_EXTRACT TO READ:_
I am very excited, because today, my lovely wife bought me a new grill. It was precisely the one I wanted. I do a lot of cooking and really enjoy attempting grand recipes, and it’s going to be a lot of fun using this beast. With 42,000 BTUs across three horizontal burners, porcelain-coated cast iron grates, and a 25 year warranty, this might be the last grill I buy for the next few decades.
Last night, three of my friends and I got together for an “exotic meat” dinner. Below is the proof and a short write-up of each meat.
American Kobe beef is an off-shoot of Japanese Wagyu beef. It is super tender, exceedingly well marbled, and delicately flavorful. This steak was a top sirloin, not typically one of my favorite cuts. However, it came out beautifully, and tasted fantastic both raw and cooked.
Second Course: Elk Tenderloin
Elk is a delicate meat that can be gamey if not properly prepared, but I have found, in my limited elk experience, that it can be an amazing dish if done right. We made ours in a beef and cream sauce, heavy on the tarragon, with carrots. The tenderness, no doubt, can be attributed to the cut more than anything, but the fantastic texture can only be described as buttery soft, and the flavor, while suggesting a hint of game, was uniquely tasty. A lamb lover, I think, will appreciate elk’s flavor.
Third Course: Buffalo Steak
Buffalo and bison meats are not quite as exotic as some of the forthcoming meats, but they both have a slightly sweet taste to them that makes them very similar to beef. We coated our steaks in chimichuri and grilled them to medium rare. I found this particular steak “good,” but not great. I don’t think it was just the cooking style – I love chimichuri and the steak was perfectly cooked.
Fourth Course: Roasted Llama Steak
The Llama steak was one of the scarier meats for me in this process, because I have a problem picturing it as not gamey. I wasn’t able to find any grilled llama recipes, but I wish we had braved it anyway, because I think it would have been better than the “sweet onion roast” we chose to use. The llama was prepared like a roast, seared stovetop then cooked with onions, carrots, garlic, salt, and a slew of other goodies for about 12 minutes. The resulting steaks were fairly neutral tasting. They were distinctly not familiar meat, but not especially odd tasting. The llama steaks might be fantastic if cooked better, but in our preparation, it was just a little too much like a poor quality steak from the round or the chuck that just didn’t cut it. I didn’t need a third bite to know that if I ever eat llama again, it won’t be via that recipe. I think next time through, I might season the steaks and grill them.

_WHAT YOU SHOULD DO:_ In the text about a new grill and an exotic meat dinner, condense the paragraph beginning "Buffalo and bison meats" into a short bulleted list of its main facts.

_DATA FOR ANALYSIS:_
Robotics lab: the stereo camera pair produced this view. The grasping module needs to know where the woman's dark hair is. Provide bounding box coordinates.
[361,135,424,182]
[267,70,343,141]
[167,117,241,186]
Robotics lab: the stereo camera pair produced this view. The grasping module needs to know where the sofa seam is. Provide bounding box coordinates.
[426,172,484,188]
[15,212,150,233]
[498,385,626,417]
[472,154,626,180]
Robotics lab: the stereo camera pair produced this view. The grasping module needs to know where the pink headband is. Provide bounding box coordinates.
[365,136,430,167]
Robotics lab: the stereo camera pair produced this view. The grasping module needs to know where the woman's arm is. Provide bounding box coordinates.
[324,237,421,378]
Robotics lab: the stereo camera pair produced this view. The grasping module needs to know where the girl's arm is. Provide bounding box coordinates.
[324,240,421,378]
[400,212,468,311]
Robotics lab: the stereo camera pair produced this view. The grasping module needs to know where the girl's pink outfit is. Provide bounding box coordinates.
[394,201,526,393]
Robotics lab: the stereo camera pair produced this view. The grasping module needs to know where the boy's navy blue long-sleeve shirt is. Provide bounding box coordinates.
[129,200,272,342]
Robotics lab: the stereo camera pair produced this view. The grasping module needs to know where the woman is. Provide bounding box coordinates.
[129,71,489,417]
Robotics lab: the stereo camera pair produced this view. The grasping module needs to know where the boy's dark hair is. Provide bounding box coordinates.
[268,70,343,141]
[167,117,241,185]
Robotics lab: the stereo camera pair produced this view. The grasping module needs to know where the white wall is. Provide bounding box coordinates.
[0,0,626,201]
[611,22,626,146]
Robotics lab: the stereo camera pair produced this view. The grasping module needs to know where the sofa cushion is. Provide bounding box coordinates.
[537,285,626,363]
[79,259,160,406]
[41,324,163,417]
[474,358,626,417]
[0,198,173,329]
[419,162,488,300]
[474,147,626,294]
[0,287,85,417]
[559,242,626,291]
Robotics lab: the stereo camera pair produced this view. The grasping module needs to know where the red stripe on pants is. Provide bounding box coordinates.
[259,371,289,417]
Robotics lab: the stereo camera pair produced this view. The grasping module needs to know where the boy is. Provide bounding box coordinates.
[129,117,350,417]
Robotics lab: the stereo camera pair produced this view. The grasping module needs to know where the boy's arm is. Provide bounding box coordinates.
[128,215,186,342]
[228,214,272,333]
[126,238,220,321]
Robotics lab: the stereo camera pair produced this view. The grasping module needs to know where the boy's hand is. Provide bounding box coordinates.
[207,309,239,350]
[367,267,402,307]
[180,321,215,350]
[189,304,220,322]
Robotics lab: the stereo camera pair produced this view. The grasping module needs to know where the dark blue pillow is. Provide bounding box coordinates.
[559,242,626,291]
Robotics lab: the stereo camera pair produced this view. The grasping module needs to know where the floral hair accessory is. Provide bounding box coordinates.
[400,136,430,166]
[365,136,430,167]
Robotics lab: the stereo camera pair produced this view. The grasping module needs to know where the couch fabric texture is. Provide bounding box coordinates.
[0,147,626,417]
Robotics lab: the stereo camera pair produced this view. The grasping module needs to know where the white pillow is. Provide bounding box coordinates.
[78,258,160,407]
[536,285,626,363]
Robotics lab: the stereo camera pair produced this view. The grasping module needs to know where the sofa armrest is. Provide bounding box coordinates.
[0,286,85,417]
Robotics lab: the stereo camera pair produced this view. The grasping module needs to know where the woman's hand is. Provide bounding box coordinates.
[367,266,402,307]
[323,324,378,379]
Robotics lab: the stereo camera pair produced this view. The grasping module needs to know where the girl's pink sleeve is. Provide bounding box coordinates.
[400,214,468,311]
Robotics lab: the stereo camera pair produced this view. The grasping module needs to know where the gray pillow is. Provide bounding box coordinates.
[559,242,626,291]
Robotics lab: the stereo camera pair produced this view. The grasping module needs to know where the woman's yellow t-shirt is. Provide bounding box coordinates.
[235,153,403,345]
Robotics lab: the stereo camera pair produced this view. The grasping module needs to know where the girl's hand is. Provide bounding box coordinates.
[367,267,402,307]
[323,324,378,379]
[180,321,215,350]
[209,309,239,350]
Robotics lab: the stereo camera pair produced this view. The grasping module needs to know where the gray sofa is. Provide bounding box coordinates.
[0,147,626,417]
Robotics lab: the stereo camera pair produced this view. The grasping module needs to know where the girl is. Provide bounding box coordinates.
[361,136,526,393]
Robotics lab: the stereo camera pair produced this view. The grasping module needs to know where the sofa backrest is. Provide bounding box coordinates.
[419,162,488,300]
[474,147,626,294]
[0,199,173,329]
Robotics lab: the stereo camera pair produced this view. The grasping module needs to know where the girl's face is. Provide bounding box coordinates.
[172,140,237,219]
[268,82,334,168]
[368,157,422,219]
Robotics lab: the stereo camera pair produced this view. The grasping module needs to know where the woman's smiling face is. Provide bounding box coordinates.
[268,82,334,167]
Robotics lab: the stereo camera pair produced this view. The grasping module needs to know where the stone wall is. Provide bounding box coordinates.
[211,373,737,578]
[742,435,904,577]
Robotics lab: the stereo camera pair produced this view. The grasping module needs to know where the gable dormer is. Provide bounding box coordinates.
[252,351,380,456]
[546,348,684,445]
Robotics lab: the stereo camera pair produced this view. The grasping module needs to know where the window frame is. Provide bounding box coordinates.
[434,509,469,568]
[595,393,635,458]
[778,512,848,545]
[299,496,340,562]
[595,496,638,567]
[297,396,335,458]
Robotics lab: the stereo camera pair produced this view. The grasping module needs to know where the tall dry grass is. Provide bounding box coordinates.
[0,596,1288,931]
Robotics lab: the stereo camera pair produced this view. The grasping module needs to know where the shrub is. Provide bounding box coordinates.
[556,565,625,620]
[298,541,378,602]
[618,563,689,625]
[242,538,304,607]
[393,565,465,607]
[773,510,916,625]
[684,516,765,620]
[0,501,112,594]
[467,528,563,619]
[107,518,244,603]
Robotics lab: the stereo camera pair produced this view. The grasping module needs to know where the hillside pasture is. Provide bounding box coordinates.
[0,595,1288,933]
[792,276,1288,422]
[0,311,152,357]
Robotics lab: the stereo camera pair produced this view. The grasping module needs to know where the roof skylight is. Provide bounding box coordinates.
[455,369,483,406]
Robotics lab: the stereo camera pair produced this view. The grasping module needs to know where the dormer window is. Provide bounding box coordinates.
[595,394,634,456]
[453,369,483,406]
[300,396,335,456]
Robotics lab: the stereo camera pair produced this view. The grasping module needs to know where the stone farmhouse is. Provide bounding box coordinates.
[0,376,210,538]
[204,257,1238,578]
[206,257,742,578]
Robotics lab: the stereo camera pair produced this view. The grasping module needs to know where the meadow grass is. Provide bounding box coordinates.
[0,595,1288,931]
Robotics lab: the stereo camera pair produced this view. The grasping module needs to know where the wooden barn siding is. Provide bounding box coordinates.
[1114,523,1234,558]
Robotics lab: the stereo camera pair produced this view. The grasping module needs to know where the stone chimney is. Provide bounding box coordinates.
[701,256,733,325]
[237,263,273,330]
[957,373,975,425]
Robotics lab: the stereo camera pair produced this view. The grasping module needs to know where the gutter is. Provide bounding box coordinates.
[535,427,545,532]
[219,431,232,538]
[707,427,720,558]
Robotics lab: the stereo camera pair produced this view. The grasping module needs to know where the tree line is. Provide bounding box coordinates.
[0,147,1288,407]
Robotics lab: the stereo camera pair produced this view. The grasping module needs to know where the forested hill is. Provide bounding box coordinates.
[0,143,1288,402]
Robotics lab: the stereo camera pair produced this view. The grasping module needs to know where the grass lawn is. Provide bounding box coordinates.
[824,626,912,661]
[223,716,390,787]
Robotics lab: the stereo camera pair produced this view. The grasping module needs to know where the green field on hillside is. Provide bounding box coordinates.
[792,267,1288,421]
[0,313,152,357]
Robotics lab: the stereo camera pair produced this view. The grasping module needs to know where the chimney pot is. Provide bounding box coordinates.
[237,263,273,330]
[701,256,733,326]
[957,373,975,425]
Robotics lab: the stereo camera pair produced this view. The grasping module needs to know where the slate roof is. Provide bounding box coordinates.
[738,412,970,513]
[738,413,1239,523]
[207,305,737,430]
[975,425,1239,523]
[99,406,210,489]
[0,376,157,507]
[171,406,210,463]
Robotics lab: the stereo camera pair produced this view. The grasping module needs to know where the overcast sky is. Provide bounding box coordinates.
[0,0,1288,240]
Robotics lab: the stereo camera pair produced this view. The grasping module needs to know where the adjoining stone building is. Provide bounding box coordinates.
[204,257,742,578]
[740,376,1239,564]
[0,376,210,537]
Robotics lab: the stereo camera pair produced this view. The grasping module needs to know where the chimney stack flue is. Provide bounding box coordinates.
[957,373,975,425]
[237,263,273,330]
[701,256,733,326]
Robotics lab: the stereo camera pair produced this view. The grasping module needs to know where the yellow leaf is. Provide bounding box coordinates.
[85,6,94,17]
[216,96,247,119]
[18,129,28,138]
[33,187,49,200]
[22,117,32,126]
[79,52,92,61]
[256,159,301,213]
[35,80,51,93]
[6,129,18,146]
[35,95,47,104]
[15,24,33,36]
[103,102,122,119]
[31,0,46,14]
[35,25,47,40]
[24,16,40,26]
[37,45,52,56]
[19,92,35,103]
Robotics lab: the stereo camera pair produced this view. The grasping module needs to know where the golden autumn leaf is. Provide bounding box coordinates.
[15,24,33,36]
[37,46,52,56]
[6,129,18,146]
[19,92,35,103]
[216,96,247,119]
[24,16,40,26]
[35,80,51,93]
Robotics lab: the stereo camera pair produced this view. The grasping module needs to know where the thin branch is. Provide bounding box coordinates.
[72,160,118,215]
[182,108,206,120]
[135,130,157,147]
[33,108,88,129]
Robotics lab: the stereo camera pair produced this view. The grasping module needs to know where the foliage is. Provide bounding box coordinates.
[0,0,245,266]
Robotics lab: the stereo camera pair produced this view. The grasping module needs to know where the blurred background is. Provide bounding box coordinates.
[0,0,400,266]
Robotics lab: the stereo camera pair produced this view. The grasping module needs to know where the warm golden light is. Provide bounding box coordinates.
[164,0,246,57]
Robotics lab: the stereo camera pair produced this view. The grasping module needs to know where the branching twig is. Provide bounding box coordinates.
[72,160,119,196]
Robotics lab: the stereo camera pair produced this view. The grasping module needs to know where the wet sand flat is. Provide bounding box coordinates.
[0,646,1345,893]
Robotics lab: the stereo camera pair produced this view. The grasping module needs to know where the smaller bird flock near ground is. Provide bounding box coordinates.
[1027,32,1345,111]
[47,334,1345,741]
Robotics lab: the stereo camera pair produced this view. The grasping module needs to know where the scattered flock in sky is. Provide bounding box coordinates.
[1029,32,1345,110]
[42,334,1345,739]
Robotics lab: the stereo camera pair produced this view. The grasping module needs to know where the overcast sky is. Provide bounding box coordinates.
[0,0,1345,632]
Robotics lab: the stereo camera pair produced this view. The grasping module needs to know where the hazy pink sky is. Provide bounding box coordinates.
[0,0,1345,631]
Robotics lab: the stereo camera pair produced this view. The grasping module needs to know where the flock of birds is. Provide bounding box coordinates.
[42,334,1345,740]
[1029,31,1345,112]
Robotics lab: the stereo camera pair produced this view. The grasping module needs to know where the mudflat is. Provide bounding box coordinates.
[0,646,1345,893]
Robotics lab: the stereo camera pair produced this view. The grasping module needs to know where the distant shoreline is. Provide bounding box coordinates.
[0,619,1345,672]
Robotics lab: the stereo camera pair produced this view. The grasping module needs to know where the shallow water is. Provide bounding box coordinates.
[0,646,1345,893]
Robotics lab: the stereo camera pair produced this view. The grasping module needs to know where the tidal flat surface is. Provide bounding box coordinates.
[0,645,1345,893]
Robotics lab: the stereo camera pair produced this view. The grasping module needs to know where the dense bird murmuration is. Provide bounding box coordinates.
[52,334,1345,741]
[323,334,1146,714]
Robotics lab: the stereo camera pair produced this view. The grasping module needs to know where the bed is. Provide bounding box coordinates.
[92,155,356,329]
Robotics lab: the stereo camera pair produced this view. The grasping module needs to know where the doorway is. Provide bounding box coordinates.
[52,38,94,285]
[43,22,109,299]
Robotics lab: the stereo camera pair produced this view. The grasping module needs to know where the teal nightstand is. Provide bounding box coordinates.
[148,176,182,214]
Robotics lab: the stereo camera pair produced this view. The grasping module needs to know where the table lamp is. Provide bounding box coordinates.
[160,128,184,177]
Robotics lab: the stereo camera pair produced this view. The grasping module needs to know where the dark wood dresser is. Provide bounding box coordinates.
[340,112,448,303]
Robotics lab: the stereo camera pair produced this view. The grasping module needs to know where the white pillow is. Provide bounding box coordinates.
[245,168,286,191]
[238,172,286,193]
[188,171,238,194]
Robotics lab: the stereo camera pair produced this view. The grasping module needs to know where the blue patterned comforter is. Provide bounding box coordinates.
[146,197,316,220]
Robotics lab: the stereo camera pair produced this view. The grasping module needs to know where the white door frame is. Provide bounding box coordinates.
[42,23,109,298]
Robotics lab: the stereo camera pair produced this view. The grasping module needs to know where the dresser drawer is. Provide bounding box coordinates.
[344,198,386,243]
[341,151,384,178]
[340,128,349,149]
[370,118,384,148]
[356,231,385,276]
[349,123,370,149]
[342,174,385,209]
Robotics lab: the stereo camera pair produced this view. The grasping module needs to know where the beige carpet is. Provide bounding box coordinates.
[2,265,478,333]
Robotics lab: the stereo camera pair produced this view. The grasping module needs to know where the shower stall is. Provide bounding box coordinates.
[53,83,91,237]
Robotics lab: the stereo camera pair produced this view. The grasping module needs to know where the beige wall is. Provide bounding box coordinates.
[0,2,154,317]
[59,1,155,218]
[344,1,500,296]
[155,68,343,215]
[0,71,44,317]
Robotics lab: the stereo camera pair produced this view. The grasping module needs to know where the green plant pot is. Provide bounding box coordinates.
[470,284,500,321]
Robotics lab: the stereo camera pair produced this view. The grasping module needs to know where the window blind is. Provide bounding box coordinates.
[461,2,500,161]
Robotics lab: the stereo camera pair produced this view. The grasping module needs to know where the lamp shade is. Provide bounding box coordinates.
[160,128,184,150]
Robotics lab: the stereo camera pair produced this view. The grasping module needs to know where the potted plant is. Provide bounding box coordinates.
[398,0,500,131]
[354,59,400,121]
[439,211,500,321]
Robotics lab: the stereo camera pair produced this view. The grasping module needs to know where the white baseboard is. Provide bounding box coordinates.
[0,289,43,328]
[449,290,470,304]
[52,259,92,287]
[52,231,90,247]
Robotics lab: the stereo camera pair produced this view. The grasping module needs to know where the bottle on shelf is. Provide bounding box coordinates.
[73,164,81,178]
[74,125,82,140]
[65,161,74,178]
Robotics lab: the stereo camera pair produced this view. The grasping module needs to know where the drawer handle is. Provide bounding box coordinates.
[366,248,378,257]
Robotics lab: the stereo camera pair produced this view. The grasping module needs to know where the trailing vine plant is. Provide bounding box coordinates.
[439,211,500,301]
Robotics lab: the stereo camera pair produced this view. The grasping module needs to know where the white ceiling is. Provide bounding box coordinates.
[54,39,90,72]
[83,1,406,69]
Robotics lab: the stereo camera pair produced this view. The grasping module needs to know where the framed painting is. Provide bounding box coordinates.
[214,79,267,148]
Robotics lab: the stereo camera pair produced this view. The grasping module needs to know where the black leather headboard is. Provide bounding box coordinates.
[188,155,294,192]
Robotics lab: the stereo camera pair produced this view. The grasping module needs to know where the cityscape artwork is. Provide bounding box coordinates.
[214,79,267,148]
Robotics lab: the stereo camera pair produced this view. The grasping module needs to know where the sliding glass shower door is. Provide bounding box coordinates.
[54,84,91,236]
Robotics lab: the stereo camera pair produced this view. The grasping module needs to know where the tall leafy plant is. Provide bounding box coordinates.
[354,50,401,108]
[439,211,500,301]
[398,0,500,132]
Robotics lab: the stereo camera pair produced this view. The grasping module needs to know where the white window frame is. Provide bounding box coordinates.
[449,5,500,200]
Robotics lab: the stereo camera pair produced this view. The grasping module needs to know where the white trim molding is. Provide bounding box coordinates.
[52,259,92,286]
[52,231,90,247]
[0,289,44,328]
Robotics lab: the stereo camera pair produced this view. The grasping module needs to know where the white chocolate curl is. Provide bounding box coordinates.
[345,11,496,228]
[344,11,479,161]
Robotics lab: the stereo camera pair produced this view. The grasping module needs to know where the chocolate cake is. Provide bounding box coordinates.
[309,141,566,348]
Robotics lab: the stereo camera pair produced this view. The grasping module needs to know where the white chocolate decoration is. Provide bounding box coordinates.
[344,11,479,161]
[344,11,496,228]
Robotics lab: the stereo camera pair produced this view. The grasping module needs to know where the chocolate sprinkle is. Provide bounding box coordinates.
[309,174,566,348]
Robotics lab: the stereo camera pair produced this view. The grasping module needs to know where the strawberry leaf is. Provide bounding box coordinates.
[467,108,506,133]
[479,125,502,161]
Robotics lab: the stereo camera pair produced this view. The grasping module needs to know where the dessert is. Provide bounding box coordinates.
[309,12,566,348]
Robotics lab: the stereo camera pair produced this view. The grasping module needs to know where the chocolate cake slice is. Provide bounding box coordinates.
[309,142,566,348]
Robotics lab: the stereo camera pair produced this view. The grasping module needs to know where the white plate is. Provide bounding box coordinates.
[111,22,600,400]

_RESULT FOR THIS EXERCISE:_
- Buffalo and bison are less exotic than the meats that follow, and their slightly sweet taste makes them much like beef.
- The steaks were coated in chimichuri and grilled to medium rare.
- The writer rated this steak "good" but not great.
- The writer doesn't blame the cooking: the writer loves chimichuri, and the steak was perfectly cooked.